| Work order |
What is needed here is an exact printout of the data, with no pictures included.

┌─ Entries provided

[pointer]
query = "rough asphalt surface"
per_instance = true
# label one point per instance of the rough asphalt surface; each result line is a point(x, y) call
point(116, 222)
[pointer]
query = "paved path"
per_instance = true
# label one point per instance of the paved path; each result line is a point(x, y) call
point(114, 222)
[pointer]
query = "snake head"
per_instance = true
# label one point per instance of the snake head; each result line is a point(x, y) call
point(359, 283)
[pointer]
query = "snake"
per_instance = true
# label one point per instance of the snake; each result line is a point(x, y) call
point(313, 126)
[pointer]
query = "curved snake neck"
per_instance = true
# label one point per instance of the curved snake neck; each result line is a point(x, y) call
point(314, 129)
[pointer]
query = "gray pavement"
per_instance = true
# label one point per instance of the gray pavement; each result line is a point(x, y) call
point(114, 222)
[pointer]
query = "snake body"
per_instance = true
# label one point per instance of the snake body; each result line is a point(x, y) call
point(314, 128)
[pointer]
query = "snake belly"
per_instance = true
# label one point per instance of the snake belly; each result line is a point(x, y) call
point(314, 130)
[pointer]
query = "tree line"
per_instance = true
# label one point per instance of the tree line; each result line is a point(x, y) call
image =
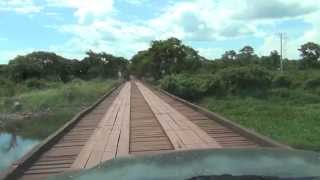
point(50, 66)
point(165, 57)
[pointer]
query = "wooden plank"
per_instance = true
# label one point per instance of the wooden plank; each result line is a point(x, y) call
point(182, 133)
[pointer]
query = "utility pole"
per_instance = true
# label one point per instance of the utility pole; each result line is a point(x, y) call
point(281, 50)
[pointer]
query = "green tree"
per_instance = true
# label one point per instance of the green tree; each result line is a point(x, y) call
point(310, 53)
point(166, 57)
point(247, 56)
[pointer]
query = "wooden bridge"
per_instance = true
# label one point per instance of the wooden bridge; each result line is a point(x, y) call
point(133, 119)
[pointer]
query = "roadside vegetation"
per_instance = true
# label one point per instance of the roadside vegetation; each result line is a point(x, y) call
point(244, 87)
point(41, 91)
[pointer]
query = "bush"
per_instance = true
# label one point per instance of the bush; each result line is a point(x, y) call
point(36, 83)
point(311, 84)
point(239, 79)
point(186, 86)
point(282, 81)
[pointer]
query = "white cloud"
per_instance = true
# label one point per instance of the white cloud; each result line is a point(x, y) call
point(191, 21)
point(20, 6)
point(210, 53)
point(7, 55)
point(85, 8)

└─

| Problem solution |
[pointer]
query = "rough asphalt surface"
per_instance = true
# label one point per instance of the rough asphalt surface; each result line is a point(x, y) call
point(116, 222)
[pointer]
query = "paved path"
per_instance = true
# label one point per instance of the paved path; each result line is a point(x, y) call
point(114, 222)
[pointer]
query = "snake head"
per_instance = true
# label one point per instance of the snake head; each result line is a point(x, y) call
point(359, 283)
[pointer]
query = "snake"
per_instance = true
# label one point per instance of the snake; each result line is a point(x, y) call
point(313, 126)
[pointer]
query = "curved snake neck"
per_instance = true
# label one point per instance of the curved snake neck; each result line is a point(x, y) call
point(314, 129)
[pointer]
query = "gray pavement"
per_instance = true
# label one point per instance of the gray pavement; each result line is a point(x, y) call
point(114, 222)
[pointer]
query = "snake body"
per_instance = true
# label one point per instance of the snake body; each result line is a point(x, y) call
point(314, 128)
[pointer]
query = "snake belly"
per_instance = true
# label one point per instance of the snake belly; each result line is a point(x, y) call
point(314, 130)
[pointer]
query = "tree line"
per_instance = true
# label one point per instance of the tree line; each result line is a point(x, y) call
image =
point(50, 66)
point(165, 57)
[pointer]
query = "wooden plank"
per_instance = true
# label one point per instance of the wooden plank; each result line is a point(x, y) call
point(182, 133)
[pointer]
query = "utility pole"
per_instance = true
# label one point per instance of the utility pole; each result line is a point(x, y) call
point(281, 50)
[pointer]
query = "green tree"
per_instance = true
# label one point per instance of the green tree; each result line is a point(x, y) call
point(310, 53)
point(166, 57)
point(247, 56)
[pointer]
query = "wooden bridge"
per_instance = true
# label one point per instance of the wooden bridge; each result line is a point(x, y) call
point(133, 119)
[pointer]
query = "roadside vegetation"
per_instance = true
# label one point per instance of the roadside vegetation; each result line is a point(x, y) call
point(244, 87)
point(41, 91)
[pointer]
query = "bush"
per_instance = true
# label one point per instance of the bush; each result line is a point(x, y) call
point(36, 83)
point(311, 84)
point(239, 79)
point(186, 86)
point(282, 81)
[pointer]
query = "white cloud"
per_instance = true
# label one point per instance of the white cloud; each result line is a point(x, y) call
point(191, 21)
point(20, 6)
point(210, 53)
point(7, 55)
point(85, 8)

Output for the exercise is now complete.